What this task involves –
Please reproduce every record exactly as written, leaving out the pictures.

Exercise data –
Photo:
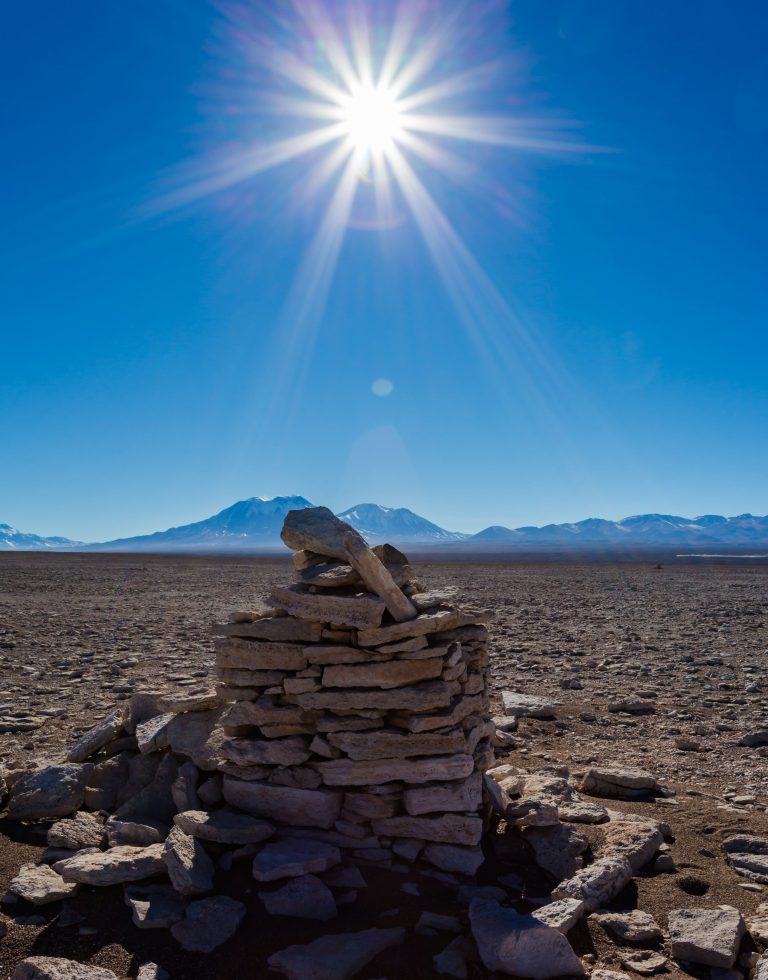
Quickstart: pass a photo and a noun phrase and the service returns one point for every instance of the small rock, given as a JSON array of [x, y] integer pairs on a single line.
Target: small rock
[[209, 923]]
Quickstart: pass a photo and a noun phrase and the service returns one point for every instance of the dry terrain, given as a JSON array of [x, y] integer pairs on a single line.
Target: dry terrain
[[689, 641]]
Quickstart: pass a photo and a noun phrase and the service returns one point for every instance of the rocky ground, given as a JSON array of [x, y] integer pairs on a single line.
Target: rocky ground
[[660, 668]]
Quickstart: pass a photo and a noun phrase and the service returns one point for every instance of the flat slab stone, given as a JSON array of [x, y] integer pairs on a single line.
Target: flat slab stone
[[257, 655], [305, 897], [294, 857], [189, 867], [224, 826], [362, 612], [292, 751], [209, 923], [44, 794], [345, 772], [451, 828], [381, 744], [56, 968], [598, 884], [284, 804], [337, 957], [442, 797], [528, 705], [635, 926], [519, 944], [420, 697], [112, 867], [386, 675], [279, 629], [155, 906], [90, 743], [81, 830], [40, 885], [708, 936], [425, 623]]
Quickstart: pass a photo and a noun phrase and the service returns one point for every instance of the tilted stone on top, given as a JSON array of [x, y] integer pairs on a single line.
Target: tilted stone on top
[[317, 529]]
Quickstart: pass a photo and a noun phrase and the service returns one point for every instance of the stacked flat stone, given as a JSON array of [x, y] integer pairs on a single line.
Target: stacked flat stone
[[359, 714]]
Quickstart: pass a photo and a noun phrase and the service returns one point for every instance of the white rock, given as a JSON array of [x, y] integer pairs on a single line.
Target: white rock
[[708, 936], [519, 944], [337, 957], [305, 897]]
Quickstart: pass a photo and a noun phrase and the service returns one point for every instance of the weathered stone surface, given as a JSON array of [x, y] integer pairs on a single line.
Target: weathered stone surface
[[618, 783], [345, 772], [266, 752], [386, 675], [420, 697], [632, 927], [55, 791], [561, 915], [56, 968], [189, 867], [255, 714], [598, 884], [136, 834], [519, 944], [451, 828], [321, 526], [40, 885], [113, 867], [293, 857], [224, 826], [557, 850], [305, 897], [337, 957], [383, 744], [449, 857], [362, 611], [528, 705], [155, 905], [637, 840], [441, 797], [152, 734], [457, 711], [81, 830], [708, 936], [198, 734], [209, 923], [422, 625], [97, 737], [256, 655], [282, 629], [284, 805]]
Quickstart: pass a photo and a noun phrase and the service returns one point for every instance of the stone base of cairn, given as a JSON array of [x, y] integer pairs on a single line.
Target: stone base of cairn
[[349, 725], [361, 714]]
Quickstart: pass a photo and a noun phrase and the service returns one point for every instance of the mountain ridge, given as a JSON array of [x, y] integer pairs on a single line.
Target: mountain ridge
[[254, 524]]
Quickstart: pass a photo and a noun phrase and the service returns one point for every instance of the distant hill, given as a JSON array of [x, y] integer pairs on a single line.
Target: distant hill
[[13, 540], [254, 525]]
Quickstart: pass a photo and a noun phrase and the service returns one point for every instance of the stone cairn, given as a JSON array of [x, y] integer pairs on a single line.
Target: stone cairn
[[361, 715]]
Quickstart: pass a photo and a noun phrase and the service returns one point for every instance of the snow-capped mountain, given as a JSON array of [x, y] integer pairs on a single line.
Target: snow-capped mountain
[[377, 524], [13, 540], [254, 525], [248, 524]]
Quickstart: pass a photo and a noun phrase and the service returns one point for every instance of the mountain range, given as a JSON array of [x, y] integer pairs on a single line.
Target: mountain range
[[254, 525]]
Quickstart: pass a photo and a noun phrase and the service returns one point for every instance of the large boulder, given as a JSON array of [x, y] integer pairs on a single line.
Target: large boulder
[[55, 791]]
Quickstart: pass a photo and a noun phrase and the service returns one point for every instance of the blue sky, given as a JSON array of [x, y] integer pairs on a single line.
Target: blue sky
[[155, 369]]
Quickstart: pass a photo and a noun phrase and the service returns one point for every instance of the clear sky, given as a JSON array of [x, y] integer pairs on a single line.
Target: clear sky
[[587, 337]]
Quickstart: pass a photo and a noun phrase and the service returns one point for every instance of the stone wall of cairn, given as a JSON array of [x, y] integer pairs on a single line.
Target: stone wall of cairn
[[359, 712]]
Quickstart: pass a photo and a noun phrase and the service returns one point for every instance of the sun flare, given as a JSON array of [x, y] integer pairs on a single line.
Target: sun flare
[[372, 119]]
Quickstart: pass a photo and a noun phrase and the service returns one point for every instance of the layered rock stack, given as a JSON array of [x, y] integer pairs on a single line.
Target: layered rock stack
[[360, 715]]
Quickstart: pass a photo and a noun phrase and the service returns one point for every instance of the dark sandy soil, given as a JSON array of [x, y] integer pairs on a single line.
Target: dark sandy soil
[[78, 633]]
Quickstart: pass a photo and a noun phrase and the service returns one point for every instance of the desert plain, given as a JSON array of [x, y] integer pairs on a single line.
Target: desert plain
[[657, 665]]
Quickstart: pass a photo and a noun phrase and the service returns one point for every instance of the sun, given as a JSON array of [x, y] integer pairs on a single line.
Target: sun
[[371, 118]]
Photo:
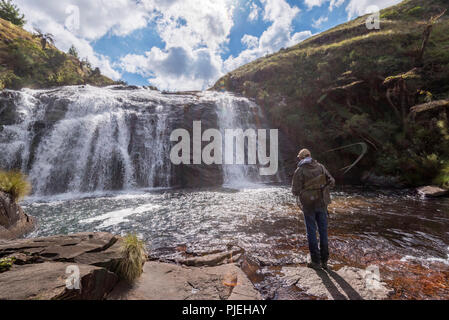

Answer box –
Photo:
Quickstart: pass a photo and a noun phrase and the service returns one point for every instance of the small rock, given as a JSON array of [x, y] integer pairs on a single line.
Target: small rock
[[209, 923]]
Quickstart: pass a photo and a noun phrase and the service returns one point for every instance of the dry terrain, given as a JSON array of [x, y] integer pairs on a single line.
Target: dry terrain
[[689, 641]]
Quickstart: pass a photo and a noun phrase and the service returns one point for every instance of the rocky ground, given as a JSON array of [x, y] integer pairs on a single line.
Target: rocky ground
[[660, 668]]
Quickstart: pass a photo and a noun phrase and the service returns one point for every instance of the flat slab stone, given as a JSON array of [x, y] integer pairs on a single line.
Target: flat slab stone
[[257, 655], [305, 897], [294, 857], [189, 867], [224, 826], [362, 612], [292, 751], [209, 923], [44, 794], [345, 772], [451, 828], [381, 744], [56, 968], [598, 884], [284, 804], [337, 957], [442, 797], [528, 705], [635, 926], [519, 944], [420, 697], [112, 867], [386, 675], [279, 629], [155, 906], [90, 743], [81, 830], [40, 885], [708, 936], [425, 623]]
Quickstart: pass a photo and a noun phrase and the service returns one point for every instance of the tilted stone on top, given as a JSON array of [x, y] integer pairs on a single line.
Target: tilted stone on top
[[317, 529]]
Quickstart: pass a photo and a noun phrase and the service returns one point for every instance of the stacked flat stone, given as a JSON array of [x, y] integer pairs on a single line.
Target: stacked flat stone
[[359, 714]]
Quickstart: pass a photo and a noun phrase and the service returns one point for every instance of the white rock, given as a JSON array of [x, y] integer pairs on a single line.
Target: white rock
[[708, 936], [519, 944], [337, 957], [305, 897]]
Quickstart: pass a photo and a noun phrase and the service returns one point for every instance of the weathered stone surface, given as a JSON array of [x, y] integer pairs on a single line.
Target: weathered stone surface
[[618, 783], [345, 772], [266, 752], [386, 675], [420, 697], [632, 927], [55, 791], [561, 915], [56, 968], [189, 867], [255, 714], [598, 884], [136, 834], [519, 944], [451, 828], [321, 526], [40, 885], [113, 867], [293, 857], [224, 826], [557, 850], [305, 897], [337, 957], [383, 744], [449, 857], [362, 611], [528, 705], [155, 905], [637, 840], [441, 797], [152, 734], [457, 711], [81, 830], [708, 936], [198, 734], [209, 923], [422, 625], [97, 737], [256, 655], [282, 629], [284, 805]]
Quickstart: pass a photo and a noun phrase and the service returns one point for every instance of the stone base of cairn, given as a JSON array of [x, y] integer pairs on a single line.
Target: stone base of cairn
[[349, 725], [361, 714]]
Quickstart: pass a photo and a noun phrase and the service returns one point for every instance of the mountain ridge, given as a JSON array of [x, y] integer pairs on a single line.
Target: mountain ridge
[[254, 524]]
Quickstart: pass a photo and a noun phrase and the service returns one point for every instance of the distant hill, given as a JSON array of [x, y] integer pairs on a single line.
Target: distant hill
[[13, 540], [254, 525]]
Quickstart: pass a photo and a noun phrase and the service returns one point for every instance of the stone cairn, given as a JSON array of [x, y] integer pairs on a single line.
Target: stone cairn
[[361, 715]]
Quickstart: pass a photo and a noun phrase and the service returns one point for every instance of the snow-capped mountain, given as a JSON array of [x, y] integer pairs on a single line.
Target: snow-capped mountain
[[377, 524], [13, 540], [254, 525], [248, 524]]
Quickstart: pass a photo and a noun phrase and the service returns one point for every instance of the mountain range, given as a JSON array of [x, y] integer pairs on a single line.
Target: mountain range
[[254, 525]]
Quickstart: pass a photo and a noun phrase and the service returns one point for every instance of the large boulder, given as a JSON array of [x, y] integer pairs on a single line.
Target: large boulder
[[55, 791]]
Quickstart: pass a photo and a noun phrase and the service returns one point for every instance of the blue sky, given as a JSON array of [x, y] integer pairs on a single line.
Target: blue sky
[[155, 369]]
Quickstart: pass a photo and a noun phrase and the service returns one point for every instance of the clear sky, given as a JSON array of [x, y] integer pairs on a single line.
Target: clear sky
[[587, 337]]
Quickstart: pass a photo and a noun phrase and the service returns one point for every instance of the stone wall of cairn, given as a JSON array of [x, y] integer pairs on a single line.
Target: stone wall of cairn
[[359, 712]]
Quickstart: pass a photo and a noun phrase and the service returns one point for every instance of the sun flare, given as a JSON array of [x, y] integer pairs on a single line.
Target: sun flare
[[372, 119]]
Quickstart: pass a photo and a noun phrase and the service returns one point for every instance of the layered rock stack, given as a JSON array of [x, y] integer pairs on a single line.
Target: layered rock stack
[[360, 715]]
Quickstart: pass a photo and a noun phrase and the service returns one point for every instance of the dark sandy soil, given as a JSON array of [x, y] integer pairs on a single line.
Target: dark sandy soil
[[78, 633]]
Quickstart: pass a photo and a noun phrase and the service returns one point for every instance of the desert plain, given as a JSON array of [x, y] integer pairs on a single line.
Target: desert plain
[[657, 665]]
Quickstart: pass a photo and a noun phrase and the service returns one point for every instance of the sun, given as a JSON array of [x, y] integer pairs on a single line.
Target: sun
[[371, 118]]
Photo:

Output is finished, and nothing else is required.